__Trecho do texto__.
• • •

Para o deputado, a atuação dela e do Instituto Anjos da Liberdade na ADPF 635 poderia ocasionar conflito de interesses, uma vez que Flávia possui clientes e ex-clientes que têm claro interesse na diminuição de operações policiais nas comunidades do Rio de Janeiro. Nos autos do processo, a ONG tem se manifestado no sentido de restringir ao máximo tais operações.  

Uma das recentes manifestações do instituto que foi apontada por Freitas como bastante grave diz respeito a um pedido para que o STF obrigue o governo fluminense a apresentar à própria Corte e ao Ministério Público listas com os nomes de policiais com participação em autos de resistência (casos em que houve reação policial frente à resistência de suspeitos à prisão) que resultaram em morte ou invalidez permanente. A ONG pediu também que seja fornecido aos mesmos órgãos uma espécie de ranking com os nomes dos cem policiais com maior número de autos de resistência registrados. Para Freitas, eventual vazamento dessa lista às facções resultaria em enormes riscos aos agentes de segurança.

“Não faz o menor sentido isso ser tratado dessa forma, porque há um risco muito grande de uma lista como essa vazar. O vazamento desses dados para as mãos das organizações criminosas vai gerar uma verdadeira caça aos agentes de polícia”, diz Freitas. “Você vai ter uma lista de cem policiais com o nome completo de cada um. O resultado prático dessa sugestão é perigoso e inaceitável”, prossegue.

Atuação da ONG na ação contra operações policiais

Nos autos da ADPF 635, a entidade se posiciona como defensora de direitos humanos com foco na proteção dos direitos dos reclusos no sistema penitenciário. A ONG pediu para ingressar como amicus curiae quatro dias após a operação no Jacarezinho, na zona norte da cidade do Rio de Janeiro, ocorrida em maio do ano passado. Na ocasião, houve intenso confronto entre policiais e narcotraficantes, que resultou em 28 mortos, sendo um deles um policial civil baleado por criminosos durante o confronto.

• • •

__Trechos de dados__.
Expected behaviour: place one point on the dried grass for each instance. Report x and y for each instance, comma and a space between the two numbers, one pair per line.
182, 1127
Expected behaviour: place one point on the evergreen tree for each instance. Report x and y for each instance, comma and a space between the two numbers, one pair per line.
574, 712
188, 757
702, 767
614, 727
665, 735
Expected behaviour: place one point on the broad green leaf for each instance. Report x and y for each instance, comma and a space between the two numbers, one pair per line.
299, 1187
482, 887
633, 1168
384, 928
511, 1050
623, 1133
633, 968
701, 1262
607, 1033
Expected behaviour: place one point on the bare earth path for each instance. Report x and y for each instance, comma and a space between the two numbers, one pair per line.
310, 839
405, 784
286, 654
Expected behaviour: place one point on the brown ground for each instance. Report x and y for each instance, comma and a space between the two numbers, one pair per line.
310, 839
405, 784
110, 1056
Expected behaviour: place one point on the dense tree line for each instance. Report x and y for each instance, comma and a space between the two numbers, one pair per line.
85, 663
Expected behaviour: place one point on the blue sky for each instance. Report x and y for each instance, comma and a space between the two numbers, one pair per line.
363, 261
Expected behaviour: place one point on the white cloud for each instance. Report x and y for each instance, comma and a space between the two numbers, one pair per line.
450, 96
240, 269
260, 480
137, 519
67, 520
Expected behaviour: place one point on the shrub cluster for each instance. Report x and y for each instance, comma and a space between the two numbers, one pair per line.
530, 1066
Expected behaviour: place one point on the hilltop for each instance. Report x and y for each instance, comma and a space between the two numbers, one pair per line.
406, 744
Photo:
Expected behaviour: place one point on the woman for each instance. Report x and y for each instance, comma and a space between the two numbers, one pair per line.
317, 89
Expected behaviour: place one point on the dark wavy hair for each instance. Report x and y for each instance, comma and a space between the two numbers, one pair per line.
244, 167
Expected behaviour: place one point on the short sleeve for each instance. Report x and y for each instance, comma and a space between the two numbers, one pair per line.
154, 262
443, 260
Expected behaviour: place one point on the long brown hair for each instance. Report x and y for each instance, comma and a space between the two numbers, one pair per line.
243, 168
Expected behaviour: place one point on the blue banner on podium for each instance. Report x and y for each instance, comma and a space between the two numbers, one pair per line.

• • •

__Tarefas escritas__.
a) Responda às perguntas abaixo com base no texto sobre a ADPF 635.
(i) Quantos nomes de policiais o ranking pedido pela ONG deveria conter?
(ii) Quantos dias após a operação no Jacarezinho a ONG pediu para ingressar como amicus curiae?
(iii) Quantas mortes resultaram do confronto no Jacarezinho?
b) Prossiga com o texto sobre a ADPF 635, começando logo após a última frase apresentada.

__Respostas por tarefa__.
a)
(i) Cem nomes de policiais.
(ii) Quatro dias.
(iii) 28 mortes.

b)
Em seu pedido de ingresso, assinado por Flávia Fróes, a ONG afirmou que houve uma chacina durante a operação, pediu protocolos mais rígidos para a investigação de mortos em confrontos policiais e alegou que a Polícia Civil do RJ desafiou o STF ao fazer operações durante a vigência das restrições determinadas pela Corte. O Supremo criou limitações diversas às operações, mas até o momento não as proibiu de ocorrer, desde que seja observada uma série de critérios.

Em 26 de maio deste ano, dias após a operação policial na Vila Cruzeiro, também na zona norte do Rio de Janeiro, que resultou na morte de 23 pessoas, a ONG se manifestou novamente ao STF. A operação estava sendo planejada há meses, mas foi deflagrada de forma emergencial devido à movimentação de narcotraficantes ligados ao Comando Vermelho, que estariam prestes a atacar outra comunidade. Após uma das equipes da PM ser alvejada, a polícia decidiu acionar uma operação de emergência e houve intensa troca de tiros. Entre os mortos na ocorrência estavam lideranças do Comando Vermelho de diferentes estados.

Para o Instituto Anjos da Liberdade, houve um “ato de terrorismo de Estado” e uma “chacina travestida de operação policial”. A entidade chegou a dizer que estava em curso uma “verdadeira revolta de grupos armados contra a autoridade do Supremo”. Na manifestação, a ONG comparou as forças de segurança a milícias armadas que agem à margem da lei e pede ao STF responsabilização dos agentes que participaram da operação.

“O estado de anarquia e motim policial tem de ser interrompido, ao custo de, em não sendo feito, restar então constituídas milícias que poderão se unir para destituir o STF e nulificar a Ordem Constitucional, não sem antes alcançar grande capilaridade dentro de estruturas estatais locais, num exercício de arrebatar ‘legalidade’”, disse a entidade.

Foi nesse documento, também assinado por Flávia, que a ONG pediu à Corte a divulgação de listas com nomes de todos os policiais com participação em autos de resistência, além de “rankings” de policiais com mais registros. A entidade pediu ainda que as forças de segurança fossem obrigadas a apresentar toda a documentação de planejamento de operações e os custos financeiros de cada uma.

Atuações da advogada e da ONG

Entre as figuras conhecidas ligadas ao narcotráfico que Flávia Fróes defende ou já defendeu estão Fernandinho Beira-Mar e Marcinho VP (Comando Vermelho); Abel Pacheco de Andrade, o Vida Loka (PCC); Robertinho de Lucas (Terceiro Comando) e Celsinho da Vila Vintém (Amigos dos Amigos).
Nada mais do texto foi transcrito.